Set tasks
[A] List every component that the ScyllaDB Manager 2.2 announcement says is upgraded in the new release.
[B] Extract the passage of the ScyllaDB Manager 2.2 announcement between "Manager 2.2 automatically" and "with 50% load.", inclusive, copying it word for word.

Source document
>> start

ScyllaDB Manager 2.2

The ScyllaDB Manager team is pleased to announce the release of ScyllaDB Manager 2.2, a production-ready version of ScyllaDB Manager for ScyllaDB Enterprise and ScyllaDB Open-Source customers. ScyllaDB Manager is a centralized cluster administration and recurrent tasks automation tool.

ScyllaDB Manager 2.2 brings improvements to ScyllaDB Repair performance and adds backup to Google Cloud Storage (GCP), as well as other improvements and bug fixes.

ScyllaDB Enterprise customers are encouraged to upgrade to ScyllaDB Manager 2.2 in coordination with the ScyllaDB support team.

The new release includes upgrades of both ScyllaDB Manager Server, Manager CLI tool (sctool) and ScyllaDB Manager Agent.

Useful Links:

Repair Improvements

Small table optimization

ScyllaDB Manager breaks each table repair task to multiple small chunks. While this is useful for large tables, it proves to add redundant time when repairing small tables, for example system tables, resulting in a long repair time even for clusters with very little data.

In Manager 2.2, tables below configurable threshold (1GB by default) will be treated as small and repaired in a single repair command; this may affect production performance depending on the intensity of the operations.

Parallel repair

Manager 2.2 automatically breaks repair tasks to parallel tasks, running independently on distinct ranges of the token ring. Each node can take part in at most one repair at any given moment. Parallel repair can reduce the repair time in a factor of the number of nodes divided by the replication factor (RF). For example, a repair on a cluster of 12 nodes, Keyspace with RF=3 and default parallelism, can run up to x4 times faster, dependent on the online requests load.

User can control the level of parallelism using the new --parallel parameter.

  • You can disable the parallel repair feature by setting the value to 1.
  • Default parallelism is zero; max parallelism value in the cluster based on the replication factor.

The following represents the saving in repair time in a 9 nodes cluster, all in the same data center, while serving requests in real time with 50% load.

Refer to the ScyllaDB Manager documentation.

Control over parallelism and intensity during repair

A new command sctool repair control is added. It lets users change parallelism and intensity (added in 2.1) of an ongoing repair, without ever restarting the task. In addition to that commands sctool repair update and sctool backup update let you update task specification of existing tasks for future runs.

Note: starting with ScyllaDB Enterprise 2020.1 and ScyllaDB Open Source 3.1, ScyllaDB uses row level repair. This greatly improves repair performance, including ScyllaDB Manager users. As a side effect, the intensity flag while still supported, has a smaller effect on the repair time (see more in the documentation).

Backup to Google Cloud Storage (GCP)

Manager 2.2 now supports backup to GCP in a similar way to the existing AWS s3 support.
To enable, use the sctool backup command, for example

$ sctool backup --cluster prod-cluster --location gcs:manager-prod-backup --retention 7 --interval 1d

Where manager-prod-backup is the target bucket.

GCP back up default rate was tested to provide fast upload rate, with minimal impact on line requests.

>> end

Recorded information

>> start

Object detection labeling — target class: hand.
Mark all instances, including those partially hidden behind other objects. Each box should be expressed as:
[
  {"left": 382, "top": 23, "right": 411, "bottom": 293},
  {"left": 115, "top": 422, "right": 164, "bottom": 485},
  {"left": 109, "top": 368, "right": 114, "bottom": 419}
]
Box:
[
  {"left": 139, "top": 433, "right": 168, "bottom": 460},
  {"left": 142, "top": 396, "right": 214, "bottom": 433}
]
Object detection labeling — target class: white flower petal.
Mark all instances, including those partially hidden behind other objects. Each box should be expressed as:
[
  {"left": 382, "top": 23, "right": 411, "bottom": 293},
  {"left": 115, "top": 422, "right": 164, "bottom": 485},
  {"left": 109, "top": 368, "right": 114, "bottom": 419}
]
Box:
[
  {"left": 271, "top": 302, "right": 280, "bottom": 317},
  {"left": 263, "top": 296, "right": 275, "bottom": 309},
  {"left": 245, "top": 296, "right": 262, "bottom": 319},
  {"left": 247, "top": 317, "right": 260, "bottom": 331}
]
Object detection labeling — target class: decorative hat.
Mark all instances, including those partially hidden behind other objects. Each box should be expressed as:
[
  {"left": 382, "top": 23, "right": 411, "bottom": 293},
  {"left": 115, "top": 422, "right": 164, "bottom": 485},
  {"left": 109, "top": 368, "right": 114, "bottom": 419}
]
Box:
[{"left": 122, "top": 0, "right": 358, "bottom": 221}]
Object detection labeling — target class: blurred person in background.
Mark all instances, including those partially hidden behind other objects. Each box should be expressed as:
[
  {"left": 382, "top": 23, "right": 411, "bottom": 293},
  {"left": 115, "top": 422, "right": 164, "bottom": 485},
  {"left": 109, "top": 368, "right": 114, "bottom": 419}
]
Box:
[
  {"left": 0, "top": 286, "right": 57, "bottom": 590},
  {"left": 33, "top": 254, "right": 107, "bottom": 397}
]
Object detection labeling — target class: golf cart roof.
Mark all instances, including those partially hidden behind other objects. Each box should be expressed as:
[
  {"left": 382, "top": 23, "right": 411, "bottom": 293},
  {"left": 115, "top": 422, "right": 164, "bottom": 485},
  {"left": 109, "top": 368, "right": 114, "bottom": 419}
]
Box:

>> end
>> start

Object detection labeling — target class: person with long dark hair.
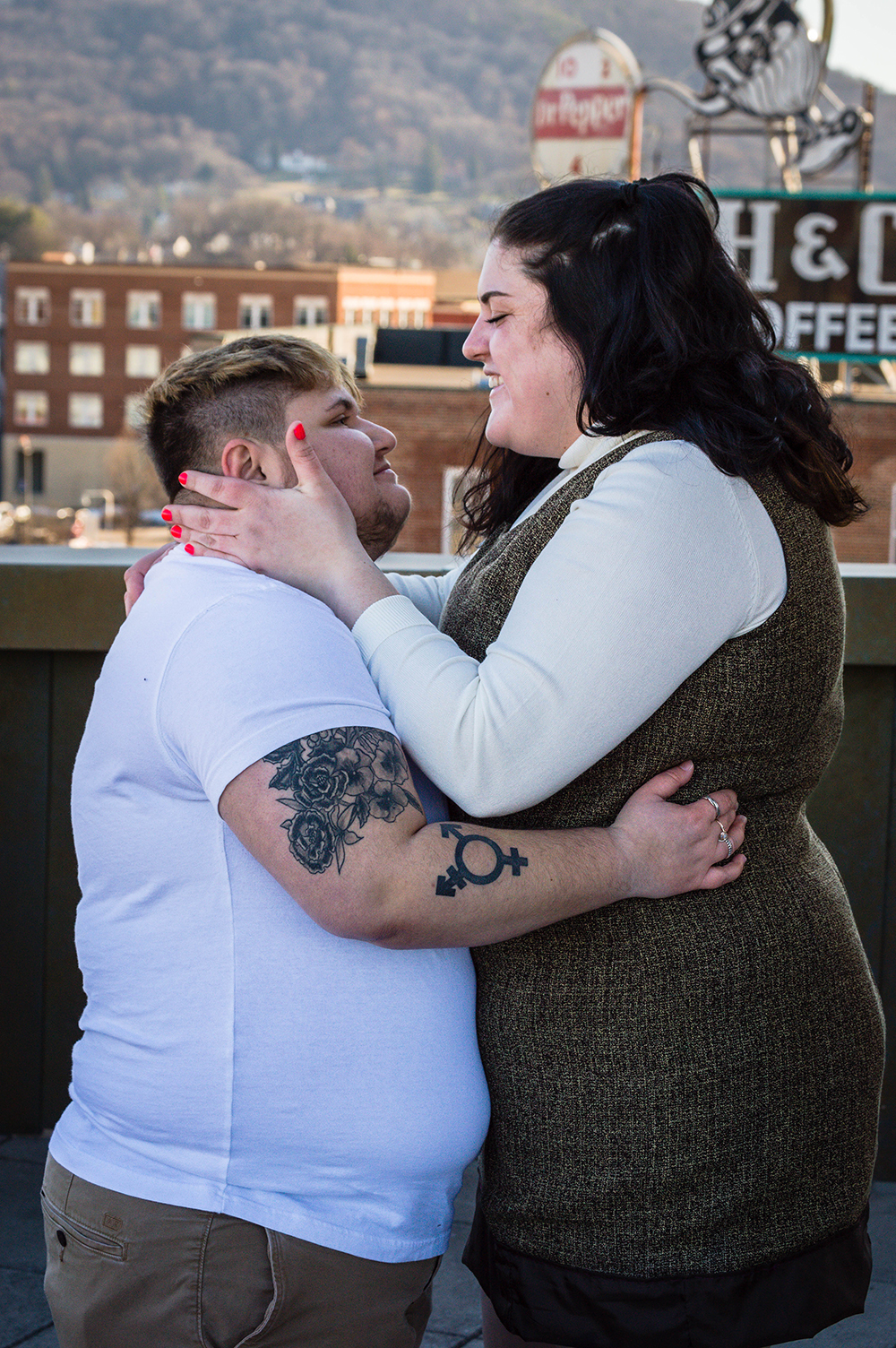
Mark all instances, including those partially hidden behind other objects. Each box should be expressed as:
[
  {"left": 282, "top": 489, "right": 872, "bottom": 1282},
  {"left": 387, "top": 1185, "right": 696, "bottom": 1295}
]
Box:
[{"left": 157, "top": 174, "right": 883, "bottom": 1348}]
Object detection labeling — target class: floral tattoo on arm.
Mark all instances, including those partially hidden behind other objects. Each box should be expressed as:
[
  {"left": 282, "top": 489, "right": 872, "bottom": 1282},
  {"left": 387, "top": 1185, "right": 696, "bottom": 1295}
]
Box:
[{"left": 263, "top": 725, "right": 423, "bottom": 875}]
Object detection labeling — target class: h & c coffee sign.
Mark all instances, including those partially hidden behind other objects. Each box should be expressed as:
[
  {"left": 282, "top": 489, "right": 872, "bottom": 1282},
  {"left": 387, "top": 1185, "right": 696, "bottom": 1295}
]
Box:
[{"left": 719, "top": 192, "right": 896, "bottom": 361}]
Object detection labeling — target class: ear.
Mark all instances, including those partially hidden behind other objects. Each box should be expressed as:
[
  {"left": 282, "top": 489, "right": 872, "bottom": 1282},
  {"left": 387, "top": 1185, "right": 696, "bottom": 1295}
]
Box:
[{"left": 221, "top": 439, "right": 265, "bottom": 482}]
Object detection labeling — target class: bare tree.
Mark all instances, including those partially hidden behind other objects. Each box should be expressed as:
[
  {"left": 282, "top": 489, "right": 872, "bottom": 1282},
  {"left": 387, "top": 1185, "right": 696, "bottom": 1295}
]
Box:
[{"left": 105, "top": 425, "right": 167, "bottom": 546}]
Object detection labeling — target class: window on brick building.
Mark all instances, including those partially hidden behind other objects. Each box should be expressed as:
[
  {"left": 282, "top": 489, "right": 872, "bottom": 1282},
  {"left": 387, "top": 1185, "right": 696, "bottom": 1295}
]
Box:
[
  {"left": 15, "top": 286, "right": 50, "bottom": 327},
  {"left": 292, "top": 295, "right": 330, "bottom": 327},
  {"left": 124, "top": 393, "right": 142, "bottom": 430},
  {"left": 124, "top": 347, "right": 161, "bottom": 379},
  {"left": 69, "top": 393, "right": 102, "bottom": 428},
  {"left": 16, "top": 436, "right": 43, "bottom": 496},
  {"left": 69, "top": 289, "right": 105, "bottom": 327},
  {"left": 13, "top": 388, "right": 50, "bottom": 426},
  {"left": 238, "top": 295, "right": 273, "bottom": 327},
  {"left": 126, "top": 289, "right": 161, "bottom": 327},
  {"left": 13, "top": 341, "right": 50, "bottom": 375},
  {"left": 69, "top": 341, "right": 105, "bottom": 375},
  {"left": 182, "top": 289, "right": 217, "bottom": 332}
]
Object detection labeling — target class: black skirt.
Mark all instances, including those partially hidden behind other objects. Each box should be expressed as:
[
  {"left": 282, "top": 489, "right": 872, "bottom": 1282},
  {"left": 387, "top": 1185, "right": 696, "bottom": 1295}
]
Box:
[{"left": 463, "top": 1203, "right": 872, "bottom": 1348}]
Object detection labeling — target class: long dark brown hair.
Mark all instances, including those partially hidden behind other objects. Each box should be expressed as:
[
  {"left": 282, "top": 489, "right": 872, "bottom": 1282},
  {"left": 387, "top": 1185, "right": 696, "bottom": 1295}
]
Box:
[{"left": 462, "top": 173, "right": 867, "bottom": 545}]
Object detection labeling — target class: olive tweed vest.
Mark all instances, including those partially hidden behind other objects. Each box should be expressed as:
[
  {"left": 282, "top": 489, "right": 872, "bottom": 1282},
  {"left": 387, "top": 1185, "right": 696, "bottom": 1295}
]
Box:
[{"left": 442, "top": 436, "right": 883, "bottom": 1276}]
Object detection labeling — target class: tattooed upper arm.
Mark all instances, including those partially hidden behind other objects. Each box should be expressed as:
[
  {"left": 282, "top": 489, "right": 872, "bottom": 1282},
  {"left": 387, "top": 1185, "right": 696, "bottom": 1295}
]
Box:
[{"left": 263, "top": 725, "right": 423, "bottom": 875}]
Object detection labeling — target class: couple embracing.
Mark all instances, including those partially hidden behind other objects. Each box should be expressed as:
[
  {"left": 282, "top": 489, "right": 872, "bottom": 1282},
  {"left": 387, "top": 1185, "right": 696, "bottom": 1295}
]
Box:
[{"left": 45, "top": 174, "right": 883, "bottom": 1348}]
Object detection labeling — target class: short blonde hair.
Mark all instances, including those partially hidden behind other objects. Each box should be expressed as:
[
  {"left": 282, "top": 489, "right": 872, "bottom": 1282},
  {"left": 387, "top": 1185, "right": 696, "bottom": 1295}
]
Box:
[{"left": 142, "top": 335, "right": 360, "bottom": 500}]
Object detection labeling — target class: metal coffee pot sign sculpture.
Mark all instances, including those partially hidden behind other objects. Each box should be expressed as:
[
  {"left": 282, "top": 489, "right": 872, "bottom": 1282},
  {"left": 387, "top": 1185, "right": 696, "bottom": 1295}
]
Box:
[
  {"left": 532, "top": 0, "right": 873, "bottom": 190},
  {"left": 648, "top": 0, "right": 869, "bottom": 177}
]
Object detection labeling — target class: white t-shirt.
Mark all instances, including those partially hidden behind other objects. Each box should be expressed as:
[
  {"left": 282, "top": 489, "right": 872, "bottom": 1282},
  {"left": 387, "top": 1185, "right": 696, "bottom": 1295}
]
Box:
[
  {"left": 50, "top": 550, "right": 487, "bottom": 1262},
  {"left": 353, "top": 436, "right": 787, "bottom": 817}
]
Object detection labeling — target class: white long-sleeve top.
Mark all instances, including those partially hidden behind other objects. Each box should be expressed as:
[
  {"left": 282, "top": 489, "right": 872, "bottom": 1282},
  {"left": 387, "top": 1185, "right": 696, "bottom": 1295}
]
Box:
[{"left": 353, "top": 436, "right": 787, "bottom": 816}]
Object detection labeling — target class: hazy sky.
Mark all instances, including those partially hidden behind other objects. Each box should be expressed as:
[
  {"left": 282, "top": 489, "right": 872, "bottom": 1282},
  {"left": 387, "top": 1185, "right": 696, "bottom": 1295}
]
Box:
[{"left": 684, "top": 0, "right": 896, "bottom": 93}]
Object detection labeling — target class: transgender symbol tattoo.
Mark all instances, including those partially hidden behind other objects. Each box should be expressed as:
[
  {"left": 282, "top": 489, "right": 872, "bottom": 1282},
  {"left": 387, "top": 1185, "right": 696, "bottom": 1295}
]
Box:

>> end
>> start

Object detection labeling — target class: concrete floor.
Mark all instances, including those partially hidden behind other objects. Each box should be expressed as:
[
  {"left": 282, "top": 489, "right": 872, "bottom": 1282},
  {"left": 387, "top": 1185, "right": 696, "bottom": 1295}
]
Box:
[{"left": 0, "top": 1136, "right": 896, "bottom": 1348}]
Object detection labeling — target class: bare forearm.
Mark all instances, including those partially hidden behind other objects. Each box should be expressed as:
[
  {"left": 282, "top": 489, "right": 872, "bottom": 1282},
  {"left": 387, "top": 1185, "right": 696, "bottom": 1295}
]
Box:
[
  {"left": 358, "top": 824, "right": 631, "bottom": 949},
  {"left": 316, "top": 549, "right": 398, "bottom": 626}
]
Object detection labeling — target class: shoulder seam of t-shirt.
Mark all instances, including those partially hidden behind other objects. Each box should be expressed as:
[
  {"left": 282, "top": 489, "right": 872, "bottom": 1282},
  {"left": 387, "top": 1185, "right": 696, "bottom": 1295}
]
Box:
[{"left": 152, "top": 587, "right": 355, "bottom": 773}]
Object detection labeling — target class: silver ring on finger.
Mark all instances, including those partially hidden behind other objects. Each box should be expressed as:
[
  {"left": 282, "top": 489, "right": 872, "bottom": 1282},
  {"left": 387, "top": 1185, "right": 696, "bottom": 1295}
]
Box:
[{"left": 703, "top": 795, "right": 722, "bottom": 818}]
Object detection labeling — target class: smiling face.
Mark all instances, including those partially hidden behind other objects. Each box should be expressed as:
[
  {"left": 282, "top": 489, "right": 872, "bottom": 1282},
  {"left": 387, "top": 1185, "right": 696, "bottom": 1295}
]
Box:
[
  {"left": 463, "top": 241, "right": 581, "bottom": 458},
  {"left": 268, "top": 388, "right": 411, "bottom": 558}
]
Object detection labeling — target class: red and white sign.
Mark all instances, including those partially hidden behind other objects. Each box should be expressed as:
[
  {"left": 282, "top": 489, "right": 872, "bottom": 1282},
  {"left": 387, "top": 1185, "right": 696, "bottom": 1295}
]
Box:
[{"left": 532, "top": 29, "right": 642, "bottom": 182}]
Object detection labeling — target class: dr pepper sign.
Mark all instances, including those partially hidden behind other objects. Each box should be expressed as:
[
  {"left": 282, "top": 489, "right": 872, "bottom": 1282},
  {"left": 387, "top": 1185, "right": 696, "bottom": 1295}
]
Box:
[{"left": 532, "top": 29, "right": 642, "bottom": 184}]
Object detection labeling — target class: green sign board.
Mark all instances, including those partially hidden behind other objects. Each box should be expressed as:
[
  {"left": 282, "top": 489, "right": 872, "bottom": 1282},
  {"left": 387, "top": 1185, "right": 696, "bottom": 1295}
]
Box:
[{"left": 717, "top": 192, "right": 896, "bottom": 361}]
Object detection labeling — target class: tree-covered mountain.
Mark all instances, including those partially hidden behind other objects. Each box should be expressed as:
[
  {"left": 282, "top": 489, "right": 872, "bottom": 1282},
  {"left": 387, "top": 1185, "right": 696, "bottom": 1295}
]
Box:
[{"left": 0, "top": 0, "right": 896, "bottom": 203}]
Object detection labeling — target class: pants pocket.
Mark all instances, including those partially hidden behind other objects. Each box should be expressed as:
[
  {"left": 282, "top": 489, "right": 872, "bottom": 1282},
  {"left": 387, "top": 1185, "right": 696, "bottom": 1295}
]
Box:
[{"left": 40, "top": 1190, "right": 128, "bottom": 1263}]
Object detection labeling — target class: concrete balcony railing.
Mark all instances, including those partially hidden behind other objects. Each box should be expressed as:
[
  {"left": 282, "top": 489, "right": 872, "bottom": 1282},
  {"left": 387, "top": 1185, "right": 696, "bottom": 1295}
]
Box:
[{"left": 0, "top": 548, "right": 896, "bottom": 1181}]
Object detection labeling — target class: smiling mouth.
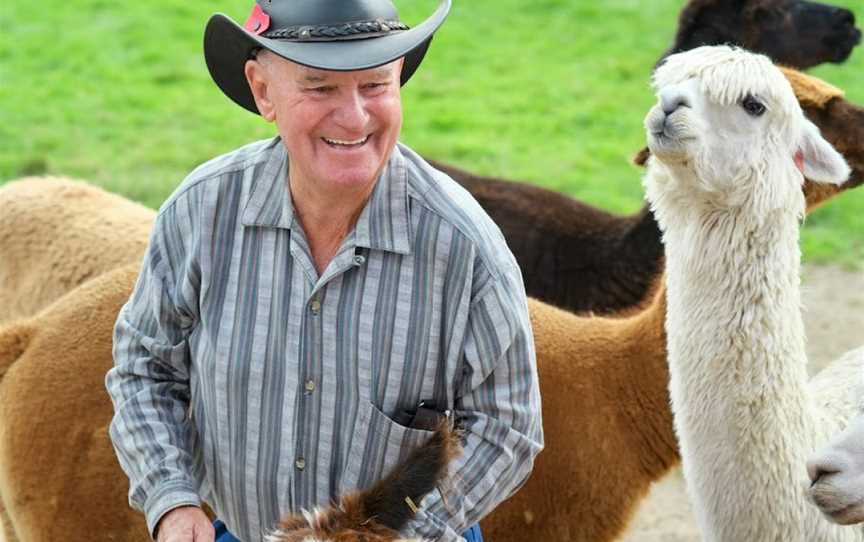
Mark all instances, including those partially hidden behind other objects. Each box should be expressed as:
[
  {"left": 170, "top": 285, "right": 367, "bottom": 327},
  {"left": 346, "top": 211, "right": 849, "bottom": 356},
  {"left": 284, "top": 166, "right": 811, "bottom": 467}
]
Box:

>> end

Results by task
[A]
- ScyllaDB Manager Server
- Manager CLI tool (sctool)
- ScyllaDB Manager Agent

[B]
Manager 2.2 automatically breaks repair tasks to parallel tasks, running independently on distinct ranges of the token ring. Each node can take part in at most one repair at any given moment. Parallel repair can reduce the repair time in a factor of the number of nodes divided by the replication factor (RF). For example, a repair on a cluster of 12 nodes, Keyspace with RF=3 and default parallelism, can run up to x4 times faster, dependent on the online requests load.

User can control the level of parallelism using the new --parallel parameter.

  • You can disable the parallel repair feature by setting the value to 1.
  • Default parallelism is zero; max parallelism value in the cluster based on the replication factor.

The following represents the saving in repair time in a 9 nodes cluster, all in the same data center, while serving requests in real time with 50% load.